What you should do => Word for word, transcribe the data below from the line with "Locate the minaret tower;" to the line with "pixel 351 74", keeping both of those lines.

Data excerpts =>
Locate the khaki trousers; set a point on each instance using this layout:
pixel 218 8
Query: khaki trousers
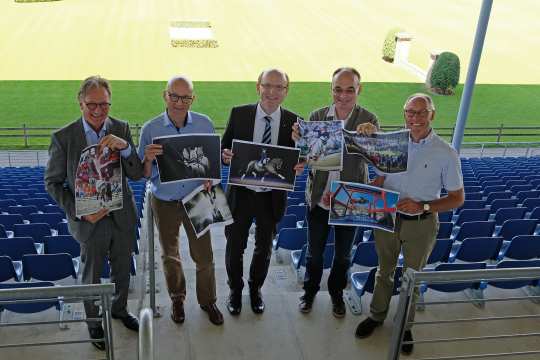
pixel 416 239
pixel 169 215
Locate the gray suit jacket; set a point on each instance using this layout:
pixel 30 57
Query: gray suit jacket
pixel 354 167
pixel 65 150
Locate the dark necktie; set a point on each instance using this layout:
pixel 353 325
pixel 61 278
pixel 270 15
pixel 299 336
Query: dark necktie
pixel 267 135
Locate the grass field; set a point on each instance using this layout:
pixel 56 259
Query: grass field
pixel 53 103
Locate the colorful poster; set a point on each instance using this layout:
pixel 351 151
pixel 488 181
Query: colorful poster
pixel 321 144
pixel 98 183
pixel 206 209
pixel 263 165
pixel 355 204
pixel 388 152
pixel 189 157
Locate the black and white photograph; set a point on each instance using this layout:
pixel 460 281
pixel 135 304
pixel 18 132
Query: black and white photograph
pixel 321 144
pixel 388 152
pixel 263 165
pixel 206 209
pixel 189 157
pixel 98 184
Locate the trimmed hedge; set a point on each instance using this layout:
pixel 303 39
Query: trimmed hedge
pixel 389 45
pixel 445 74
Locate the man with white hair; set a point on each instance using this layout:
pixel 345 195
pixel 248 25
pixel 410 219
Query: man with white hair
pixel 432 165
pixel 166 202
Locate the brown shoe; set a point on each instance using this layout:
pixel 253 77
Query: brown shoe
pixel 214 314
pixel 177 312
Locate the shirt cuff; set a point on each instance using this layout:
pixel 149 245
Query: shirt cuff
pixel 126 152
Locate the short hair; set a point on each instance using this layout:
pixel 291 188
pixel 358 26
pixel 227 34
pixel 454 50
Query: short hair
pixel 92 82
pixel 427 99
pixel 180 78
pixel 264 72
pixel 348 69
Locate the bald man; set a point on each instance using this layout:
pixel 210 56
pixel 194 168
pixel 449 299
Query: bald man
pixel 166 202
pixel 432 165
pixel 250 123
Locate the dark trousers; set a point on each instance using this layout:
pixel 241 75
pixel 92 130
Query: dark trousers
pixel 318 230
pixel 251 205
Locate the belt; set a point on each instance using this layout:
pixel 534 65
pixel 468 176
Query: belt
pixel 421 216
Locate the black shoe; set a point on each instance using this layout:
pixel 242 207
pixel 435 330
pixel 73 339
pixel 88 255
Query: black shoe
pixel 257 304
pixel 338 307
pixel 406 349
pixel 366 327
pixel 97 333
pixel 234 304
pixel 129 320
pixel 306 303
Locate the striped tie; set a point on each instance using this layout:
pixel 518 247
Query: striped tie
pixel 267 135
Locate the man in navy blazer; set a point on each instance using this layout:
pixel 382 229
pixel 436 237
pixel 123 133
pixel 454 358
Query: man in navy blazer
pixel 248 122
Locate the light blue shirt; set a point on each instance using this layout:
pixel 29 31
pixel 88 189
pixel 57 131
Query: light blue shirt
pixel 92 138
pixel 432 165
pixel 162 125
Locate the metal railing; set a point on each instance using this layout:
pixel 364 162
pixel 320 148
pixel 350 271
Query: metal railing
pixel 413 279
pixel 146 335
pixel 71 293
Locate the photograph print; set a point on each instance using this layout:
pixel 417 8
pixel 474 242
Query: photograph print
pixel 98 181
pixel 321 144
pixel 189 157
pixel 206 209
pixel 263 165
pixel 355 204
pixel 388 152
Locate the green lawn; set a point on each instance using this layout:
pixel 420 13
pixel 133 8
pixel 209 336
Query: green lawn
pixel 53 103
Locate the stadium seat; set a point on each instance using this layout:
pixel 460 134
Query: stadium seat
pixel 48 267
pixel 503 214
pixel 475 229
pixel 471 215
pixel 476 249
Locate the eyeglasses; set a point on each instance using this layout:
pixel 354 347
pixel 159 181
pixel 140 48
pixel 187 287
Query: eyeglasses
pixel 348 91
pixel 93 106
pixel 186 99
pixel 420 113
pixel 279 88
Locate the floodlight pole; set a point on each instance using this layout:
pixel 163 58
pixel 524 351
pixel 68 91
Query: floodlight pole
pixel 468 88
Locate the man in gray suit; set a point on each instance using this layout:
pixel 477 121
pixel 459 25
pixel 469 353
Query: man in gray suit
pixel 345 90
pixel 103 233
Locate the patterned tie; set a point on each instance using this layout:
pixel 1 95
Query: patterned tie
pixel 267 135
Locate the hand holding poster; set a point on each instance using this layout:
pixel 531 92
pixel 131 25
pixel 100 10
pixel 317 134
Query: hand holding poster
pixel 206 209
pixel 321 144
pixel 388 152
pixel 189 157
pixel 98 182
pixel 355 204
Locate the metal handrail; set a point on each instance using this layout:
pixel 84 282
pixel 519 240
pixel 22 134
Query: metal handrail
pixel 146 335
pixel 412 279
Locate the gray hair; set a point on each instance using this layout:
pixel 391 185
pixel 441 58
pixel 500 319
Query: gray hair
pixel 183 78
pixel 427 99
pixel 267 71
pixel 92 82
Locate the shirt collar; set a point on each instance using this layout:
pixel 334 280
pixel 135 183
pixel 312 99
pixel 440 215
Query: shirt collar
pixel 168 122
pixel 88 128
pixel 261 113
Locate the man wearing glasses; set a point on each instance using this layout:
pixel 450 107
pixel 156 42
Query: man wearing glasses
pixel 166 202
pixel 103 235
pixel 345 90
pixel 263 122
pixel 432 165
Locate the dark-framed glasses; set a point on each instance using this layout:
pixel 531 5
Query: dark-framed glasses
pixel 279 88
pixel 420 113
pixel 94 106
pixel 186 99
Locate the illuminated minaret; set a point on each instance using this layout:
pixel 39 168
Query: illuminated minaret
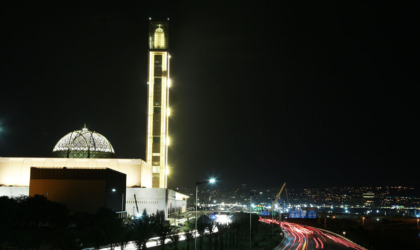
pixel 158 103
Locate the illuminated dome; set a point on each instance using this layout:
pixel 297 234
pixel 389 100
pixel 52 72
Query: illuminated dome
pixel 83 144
==
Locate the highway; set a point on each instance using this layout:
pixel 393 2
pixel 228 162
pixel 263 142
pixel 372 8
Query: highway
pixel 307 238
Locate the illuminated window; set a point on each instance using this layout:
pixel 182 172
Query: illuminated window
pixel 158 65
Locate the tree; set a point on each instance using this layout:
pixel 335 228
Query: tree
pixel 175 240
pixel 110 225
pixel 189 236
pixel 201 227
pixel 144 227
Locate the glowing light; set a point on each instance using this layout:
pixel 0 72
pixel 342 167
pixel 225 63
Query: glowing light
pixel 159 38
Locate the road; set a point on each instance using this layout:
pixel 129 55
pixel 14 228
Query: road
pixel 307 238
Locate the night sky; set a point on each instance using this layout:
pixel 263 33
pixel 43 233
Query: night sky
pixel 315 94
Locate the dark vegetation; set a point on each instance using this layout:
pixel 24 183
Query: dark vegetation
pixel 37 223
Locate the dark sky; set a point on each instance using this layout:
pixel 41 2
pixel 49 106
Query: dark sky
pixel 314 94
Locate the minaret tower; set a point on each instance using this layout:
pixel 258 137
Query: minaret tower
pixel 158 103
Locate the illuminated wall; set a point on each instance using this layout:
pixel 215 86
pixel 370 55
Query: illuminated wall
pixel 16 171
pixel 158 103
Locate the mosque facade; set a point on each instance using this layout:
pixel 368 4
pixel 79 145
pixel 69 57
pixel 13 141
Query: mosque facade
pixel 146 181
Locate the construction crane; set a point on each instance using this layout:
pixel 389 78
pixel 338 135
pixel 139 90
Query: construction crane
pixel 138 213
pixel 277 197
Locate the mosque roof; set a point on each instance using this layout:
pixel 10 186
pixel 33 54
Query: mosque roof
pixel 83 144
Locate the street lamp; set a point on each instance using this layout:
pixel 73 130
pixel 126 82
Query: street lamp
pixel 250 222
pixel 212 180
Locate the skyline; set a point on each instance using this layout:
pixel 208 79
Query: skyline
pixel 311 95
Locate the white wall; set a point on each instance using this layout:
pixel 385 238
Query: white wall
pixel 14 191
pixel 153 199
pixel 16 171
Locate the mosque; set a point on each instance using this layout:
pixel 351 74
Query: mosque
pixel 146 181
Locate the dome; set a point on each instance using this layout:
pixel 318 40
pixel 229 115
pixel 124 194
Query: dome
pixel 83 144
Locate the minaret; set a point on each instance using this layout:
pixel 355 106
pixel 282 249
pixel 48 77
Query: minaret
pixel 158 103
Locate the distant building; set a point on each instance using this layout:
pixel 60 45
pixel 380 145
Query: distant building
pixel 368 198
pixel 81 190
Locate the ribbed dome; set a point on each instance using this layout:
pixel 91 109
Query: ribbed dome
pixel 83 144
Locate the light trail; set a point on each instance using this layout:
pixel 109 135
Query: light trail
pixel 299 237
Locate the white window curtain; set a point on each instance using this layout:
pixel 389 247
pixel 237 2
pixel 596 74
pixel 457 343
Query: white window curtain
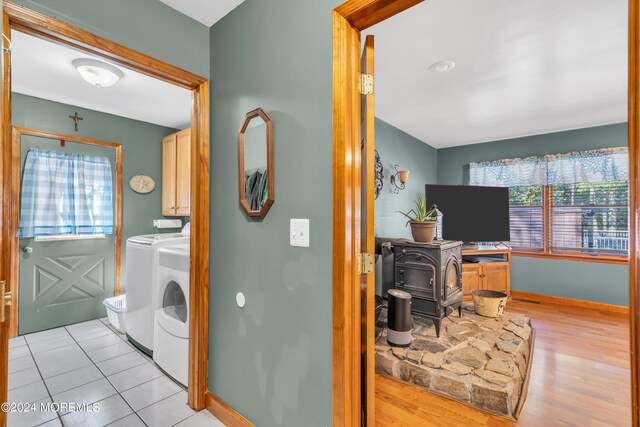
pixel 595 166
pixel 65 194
* * *
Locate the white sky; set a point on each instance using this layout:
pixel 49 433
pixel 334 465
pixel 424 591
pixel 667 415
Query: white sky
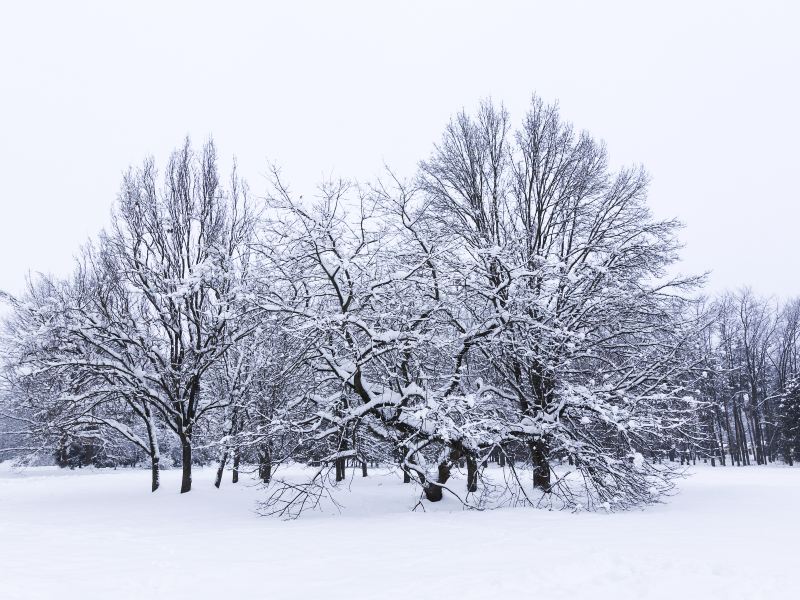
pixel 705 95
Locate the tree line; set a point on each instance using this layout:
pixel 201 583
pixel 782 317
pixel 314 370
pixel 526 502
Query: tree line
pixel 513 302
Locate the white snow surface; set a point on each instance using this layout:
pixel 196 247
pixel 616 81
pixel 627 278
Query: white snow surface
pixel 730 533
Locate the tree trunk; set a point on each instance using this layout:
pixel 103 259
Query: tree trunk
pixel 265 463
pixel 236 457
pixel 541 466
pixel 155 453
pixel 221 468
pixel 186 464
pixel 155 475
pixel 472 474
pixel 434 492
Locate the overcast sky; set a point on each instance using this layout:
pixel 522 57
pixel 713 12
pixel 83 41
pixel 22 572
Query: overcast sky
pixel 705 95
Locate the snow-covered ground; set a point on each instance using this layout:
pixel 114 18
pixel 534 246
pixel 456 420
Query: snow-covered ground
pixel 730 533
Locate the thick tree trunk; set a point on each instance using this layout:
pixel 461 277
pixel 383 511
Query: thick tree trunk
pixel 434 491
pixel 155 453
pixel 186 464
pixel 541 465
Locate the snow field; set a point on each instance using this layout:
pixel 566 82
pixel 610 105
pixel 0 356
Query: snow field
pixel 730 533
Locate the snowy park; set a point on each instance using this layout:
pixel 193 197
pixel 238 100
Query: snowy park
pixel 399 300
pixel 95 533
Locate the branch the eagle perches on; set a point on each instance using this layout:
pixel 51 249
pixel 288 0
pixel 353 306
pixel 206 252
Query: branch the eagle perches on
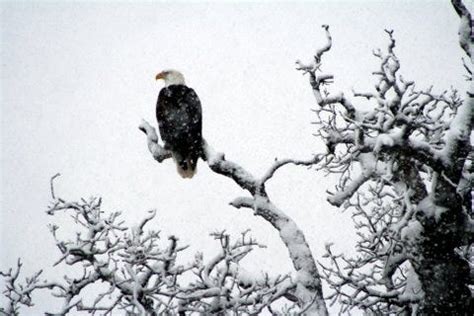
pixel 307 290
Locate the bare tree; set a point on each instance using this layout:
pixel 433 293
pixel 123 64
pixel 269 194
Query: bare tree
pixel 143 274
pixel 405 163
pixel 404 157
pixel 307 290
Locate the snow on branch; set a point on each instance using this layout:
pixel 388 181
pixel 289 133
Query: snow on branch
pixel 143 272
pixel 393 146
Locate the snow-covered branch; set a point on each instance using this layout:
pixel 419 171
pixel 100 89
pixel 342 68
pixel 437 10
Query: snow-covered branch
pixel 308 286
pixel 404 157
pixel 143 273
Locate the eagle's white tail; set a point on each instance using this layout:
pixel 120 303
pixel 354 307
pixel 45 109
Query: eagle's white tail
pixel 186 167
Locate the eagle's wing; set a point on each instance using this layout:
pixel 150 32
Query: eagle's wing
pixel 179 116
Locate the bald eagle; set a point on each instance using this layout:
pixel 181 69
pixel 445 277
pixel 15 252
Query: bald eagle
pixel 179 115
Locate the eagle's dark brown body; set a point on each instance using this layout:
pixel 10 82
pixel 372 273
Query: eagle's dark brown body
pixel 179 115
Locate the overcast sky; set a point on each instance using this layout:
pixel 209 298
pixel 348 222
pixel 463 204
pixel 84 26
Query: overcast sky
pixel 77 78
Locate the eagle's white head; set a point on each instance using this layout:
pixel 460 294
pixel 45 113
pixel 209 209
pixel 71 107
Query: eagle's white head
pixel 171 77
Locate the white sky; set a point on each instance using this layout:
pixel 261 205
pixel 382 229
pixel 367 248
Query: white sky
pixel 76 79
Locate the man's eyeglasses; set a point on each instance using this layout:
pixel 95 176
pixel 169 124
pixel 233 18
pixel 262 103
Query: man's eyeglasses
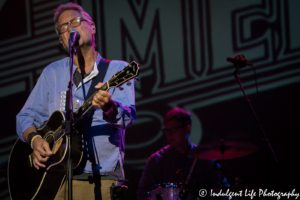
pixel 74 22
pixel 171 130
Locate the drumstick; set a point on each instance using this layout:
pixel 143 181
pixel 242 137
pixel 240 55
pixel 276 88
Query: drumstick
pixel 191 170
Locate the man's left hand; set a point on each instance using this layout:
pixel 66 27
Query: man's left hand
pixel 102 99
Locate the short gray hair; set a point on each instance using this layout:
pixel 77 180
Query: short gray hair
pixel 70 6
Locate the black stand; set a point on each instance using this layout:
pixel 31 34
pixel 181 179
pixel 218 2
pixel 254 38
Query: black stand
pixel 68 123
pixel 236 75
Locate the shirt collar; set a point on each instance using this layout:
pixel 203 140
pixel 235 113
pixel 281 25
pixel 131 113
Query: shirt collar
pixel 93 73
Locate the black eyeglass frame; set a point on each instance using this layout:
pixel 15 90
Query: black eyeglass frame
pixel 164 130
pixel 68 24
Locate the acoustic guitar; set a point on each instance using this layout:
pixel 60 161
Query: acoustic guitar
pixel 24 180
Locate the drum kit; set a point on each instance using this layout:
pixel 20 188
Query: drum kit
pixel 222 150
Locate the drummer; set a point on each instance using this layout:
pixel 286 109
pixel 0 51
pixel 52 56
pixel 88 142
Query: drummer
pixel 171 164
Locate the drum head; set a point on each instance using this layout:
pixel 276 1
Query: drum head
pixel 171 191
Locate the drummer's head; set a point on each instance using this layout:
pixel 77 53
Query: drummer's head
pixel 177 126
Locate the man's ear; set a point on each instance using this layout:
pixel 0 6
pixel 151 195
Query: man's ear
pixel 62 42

Task solution =>
Locate the minaret tower; set a point on each instance using this layout:
pixel 258 137
Query: minaret tower
pixel 158 103
Locate the illuminated wall; set a point on each instance using this layout:
pixel 215 86
pixel 370 55
Query: illuminated wall
pixel 16 171
pixel 158 103
Locate the mosque facade; set a point on each instance using this layout:
pixel 368 4
pixel 79 145
pixel 69 57
pixel 13 141
Query: mosque facade
pixel 146 181
Locate the construction crane; set a point on each instance using this layout:
pixel 389 78
pixel 338 135
pixel 139 90
Query: construction crane
pixel 138 213
pixel 277 197
Locate the mosque roof; set a point on each instance using this layout:
pixel 10 186
pixel 33 54
Query: mosque roof
pixel 83 144
Locate the street lamp; set a point on each instance using this layout:
pixel 73 130
pixel 126 82
Query: street lamp
pixel 250 222
pixel 212 180
Locate the skyline; set a point on each instance using this layout:
pixel 208 79
Query: skyline
pixel 311 95
Locate the white wall; set a point on each instance using this layout:
pixel 385 238
Query: white wall
pixel 14 191
pixel 153 199
pixel 16 171
Locate the mosque; set a point on each instance using this layout:
pixel 351 74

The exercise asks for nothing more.